• Fragment:
De uitspraak van de rechtbank

2. De rechtbank heeft het beroep tegen het bestreden besluit ongegrond verklaard en daarmee het bestreden besluit in stand gelaten. Volgens de rechtbank volgt uit artikel 14 van de AKW dat kinderbijslag niet eerder kan ingaan dan een jaar voorafgaand aan de eerste dag van het kalenderkwartaal waarin de aanvraag om kinderbijslag werd ingediend. In beleidsregel SB1067 wordt van die wettelijke maximumtermijn door de Svb afgeweken ten gunste van appellante, en is appellante met vijf jaar terugwerkende kracht kinderbijslag toegekend. Voor zulk buitenwettelijk begunstigend beleid geldt de regel dat de rechtbank slechts kan toetsen of de Svb dat beleid consistent heeft toegepast. De rechtbank ziet in wat appellante heeft aangevoerd geen aanwijzingen dat de Svb dit beleid niet consistent heeft toegepast.

• Doel opdracht:
Typ het fragment over de uitspraak van de rechtbank volledig en woord voor woord over.

• Aangeleverd materiaal:

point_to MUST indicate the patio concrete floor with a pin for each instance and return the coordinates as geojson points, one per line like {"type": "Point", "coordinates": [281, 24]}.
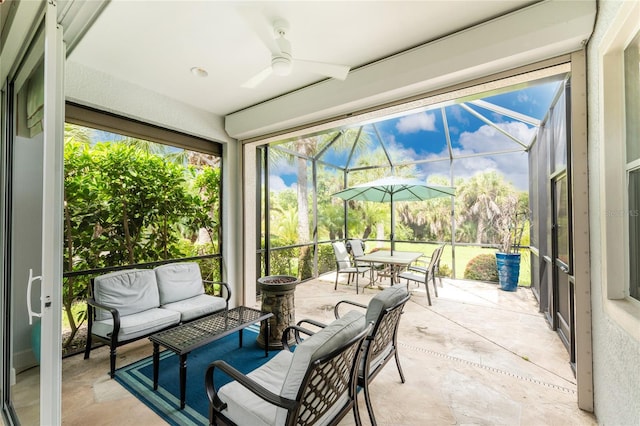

• Volledig antwoord:
De uitspraak van de rechtbank

2. De rechtbank heeft het beroep tegen het bestreden besluit ongegrond verklaard en daarmee het bestreden besluit in stand gelaten. Volgens de rechtbank volgt uit artikel 14 van de AKW dat kinderbijslag niet eerder kan ingaan dan een jaar voorafgaand aan de eerste dag van het kalenderkwartaal waarin de aanvraag om kinderbijslag werd ingediend. In beleidsregel SB1067 wordt van die wettelijke maximumtermijn door de Svb afgeweken ten gunste van appellante, en is appellante met vijf jaar terugwerkende kracht kinderbijslag toegekend. Voor zulk buitenwettelijk begunstigend beleid geldt de regel dat de rechtbank slechts kan toetsen of de Svb dat beleid consistent heeft toegepast. De rechtbank ziet in wat appellante heeft aangevoerd geen aanwijzingen dat de Svb dit beleid niet consistent heeft toegepast.